── TEXT SEGMENT
At Thermopylae, the allied Greek nations deployed a small force of between four and seven thousand Greek heavy infantry against the invading Persian army of two million. Leading the Greeks was a force of three hundred Spartans, chosen by the fact that they were all "sires" - they were fathers to male children, which would preserve their bloodlines after what was likely a suicide mission.
Thermopylae was the only way into Greece for the Persian army, and presented the perfect choke point - a narrow pass bordered by a sheer mountain wall on one side and a cliff drop-off to the sea on the other. This location decreased the advantage of the Persian's numerical superiority, and gave the Greek allies enough time to ready a larger, main force to defend against the Persians.
Though Xeones is critically wounded in the battle, the Persian King Xerxes orders his surgeons to make every effort to keep the captive squire alive. The book is Xeones' relation of the battle and events leading up to it to Xerxes and his royal scribe as the Persian army advances toward Athens.
────
── DATASET ROWS
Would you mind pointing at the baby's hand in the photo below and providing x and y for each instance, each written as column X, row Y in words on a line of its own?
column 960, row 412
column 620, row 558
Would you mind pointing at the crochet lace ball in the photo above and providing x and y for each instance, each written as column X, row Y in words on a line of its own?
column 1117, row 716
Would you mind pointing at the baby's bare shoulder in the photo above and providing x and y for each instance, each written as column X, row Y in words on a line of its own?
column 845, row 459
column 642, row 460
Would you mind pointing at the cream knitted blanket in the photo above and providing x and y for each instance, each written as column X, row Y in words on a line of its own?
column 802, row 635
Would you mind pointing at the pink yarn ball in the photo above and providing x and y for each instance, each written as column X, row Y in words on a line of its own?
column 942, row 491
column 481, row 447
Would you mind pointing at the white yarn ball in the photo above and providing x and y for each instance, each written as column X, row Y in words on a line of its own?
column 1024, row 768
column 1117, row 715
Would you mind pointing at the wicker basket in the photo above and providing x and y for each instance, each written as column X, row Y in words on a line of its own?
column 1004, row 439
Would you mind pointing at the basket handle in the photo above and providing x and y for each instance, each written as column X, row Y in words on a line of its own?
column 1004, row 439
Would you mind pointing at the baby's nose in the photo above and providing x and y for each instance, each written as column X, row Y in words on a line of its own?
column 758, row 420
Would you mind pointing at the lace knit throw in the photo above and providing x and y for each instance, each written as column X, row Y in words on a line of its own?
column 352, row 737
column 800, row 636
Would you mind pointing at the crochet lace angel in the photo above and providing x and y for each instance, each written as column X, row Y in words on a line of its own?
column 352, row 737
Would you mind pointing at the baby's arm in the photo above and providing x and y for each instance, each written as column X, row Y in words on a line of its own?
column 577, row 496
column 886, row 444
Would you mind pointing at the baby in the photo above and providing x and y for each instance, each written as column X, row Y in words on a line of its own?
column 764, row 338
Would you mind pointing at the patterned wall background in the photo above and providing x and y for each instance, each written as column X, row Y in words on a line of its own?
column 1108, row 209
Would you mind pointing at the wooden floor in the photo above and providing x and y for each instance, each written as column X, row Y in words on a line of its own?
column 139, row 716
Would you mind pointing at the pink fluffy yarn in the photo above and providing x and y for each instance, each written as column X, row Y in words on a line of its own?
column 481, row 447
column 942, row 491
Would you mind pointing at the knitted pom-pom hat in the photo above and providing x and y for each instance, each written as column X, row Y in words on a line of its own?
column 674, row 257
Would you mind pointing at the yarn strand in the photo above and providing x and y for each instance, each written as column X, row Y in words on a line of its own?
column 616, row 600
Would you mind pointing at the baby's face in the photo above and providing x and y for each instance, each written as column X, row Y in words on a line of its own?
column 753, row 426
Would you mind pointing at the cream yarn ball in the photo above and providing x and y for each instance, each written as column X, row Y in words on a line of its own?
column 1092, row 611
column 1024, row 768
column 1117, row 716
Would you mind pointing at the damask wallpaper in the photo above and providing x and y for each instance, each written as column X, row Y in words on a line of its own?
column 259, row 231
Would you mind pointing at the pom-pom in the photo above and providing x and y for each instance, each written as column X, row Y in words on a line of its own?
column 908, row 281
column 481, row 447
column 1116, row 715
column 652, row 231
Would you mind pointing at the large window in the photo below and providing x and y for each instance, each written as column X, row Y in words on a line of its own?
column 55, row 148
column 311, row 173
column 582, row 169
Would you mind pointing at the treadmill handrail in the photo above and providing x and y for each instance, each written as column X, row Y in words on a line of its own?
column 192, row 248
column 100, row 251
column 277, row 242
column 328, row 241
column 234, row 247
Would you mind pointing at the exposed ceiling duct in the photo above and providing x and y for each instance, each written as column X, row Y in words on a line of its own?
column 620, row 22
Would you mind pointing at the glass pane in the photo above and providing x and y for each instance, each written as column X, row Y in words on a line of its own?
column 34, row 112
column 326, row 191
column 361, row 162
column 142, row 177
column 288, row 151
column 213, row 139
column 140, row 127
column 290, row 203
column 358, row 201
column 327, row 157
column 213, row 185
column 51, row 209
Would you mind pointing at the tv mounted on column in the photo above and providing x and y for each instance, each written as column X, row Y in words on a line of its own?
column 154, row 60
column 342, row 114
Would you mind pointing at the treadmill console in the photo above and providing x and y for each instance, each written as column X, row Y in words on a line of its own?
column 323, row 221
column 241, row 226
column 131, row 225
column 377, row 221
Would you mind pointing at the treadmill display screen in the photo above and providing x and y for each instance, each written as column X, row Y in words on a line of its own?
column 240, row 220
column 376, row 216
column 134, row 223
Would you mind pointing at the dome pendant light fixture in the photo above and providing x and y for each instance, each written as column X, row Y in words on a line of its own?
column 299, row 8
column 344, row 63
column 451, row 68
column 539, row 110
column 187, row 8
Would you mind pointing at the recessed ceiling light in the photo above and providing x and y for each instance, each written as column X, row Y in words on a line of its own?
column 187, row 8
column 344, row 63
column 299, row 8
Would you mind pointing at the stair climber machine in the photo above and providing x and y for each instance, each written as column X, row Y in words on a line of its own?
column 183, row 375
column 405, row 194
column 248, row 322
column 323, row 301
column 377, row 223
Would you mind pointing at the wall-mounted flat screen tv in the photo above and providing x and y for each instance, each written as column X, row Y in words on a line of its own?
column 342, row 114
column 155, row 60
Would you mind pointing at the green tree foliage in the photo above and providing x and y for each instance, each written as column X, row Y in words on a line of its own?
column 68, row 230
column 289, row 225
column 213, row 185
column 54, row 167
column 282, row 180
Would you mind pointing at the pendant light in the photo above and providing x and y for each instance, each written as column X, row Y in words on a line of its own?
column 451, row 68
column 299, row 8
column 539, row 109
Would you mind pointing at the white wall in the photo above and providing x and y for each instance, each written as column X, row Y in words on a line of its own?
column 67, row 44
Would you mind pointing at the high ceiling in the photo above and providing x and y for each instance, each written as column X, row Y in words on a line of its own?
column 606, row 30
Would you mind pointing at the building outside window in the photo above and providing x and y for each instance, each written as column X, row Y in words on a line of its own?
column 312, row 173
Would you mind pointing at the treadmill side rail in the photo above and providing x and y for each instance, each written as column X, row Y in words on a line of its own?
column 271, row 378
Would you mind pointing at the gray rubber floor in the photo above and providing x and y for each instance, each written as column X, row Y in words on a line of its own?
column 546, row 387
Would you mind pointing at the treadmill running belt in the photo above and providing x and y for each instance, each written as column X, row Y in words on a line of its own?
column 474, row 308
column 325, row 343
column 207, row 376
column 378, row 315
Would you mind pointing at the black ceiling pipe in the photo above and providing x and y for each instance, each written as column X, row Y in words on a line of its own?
────
→ **WRITTEN REQUEST A**: Please rewrite the rows from the start through the line containing "column 642, row 460", swapping "crochet lace ball" for "crocheted lace ball" and leaving everything else unchanged.
→ **WRITTEN REQUEST B**: Carry on the passage on Thermopylae from its last sentence.
These rows have no connection to the passage on Thermopylae.

→ **ANSWER A**:
Would you mind pointing at the baby's hand in the photo below and providing x and y for each instance, each written as column X, row Y in words on a line of its own?
column 960, row 412
column 620, row 558
Would you mind pointing at the crocheted lace ball in the photo above and providing x and y for each instance, each written as column X, row Y in words on a line of its own?
column 1117, row 716
Would you mind pointing at the baby's bare shoulder in the photo above and providing x and y for each instance, each written as column X, row Y in words on a line of its own?
column 845, row 459
column 642, row 460

→ **ANSWER B**:
Much of the narrative explores Spartan society, the agoge, which is the military training program which all Spartan boys must complete to become citizens or Peers. The novel also details the heroics of several dozen Spartans, including their king, Leonidas, the Olympic champion Polynikes, a young Spartan warrior named Alexandros, and the Spartan officer Dienekes. Pressfield employs detailed descriptions of the Spartan phalanx in battle, as well as the superior training and discipline of the Spartan warriors.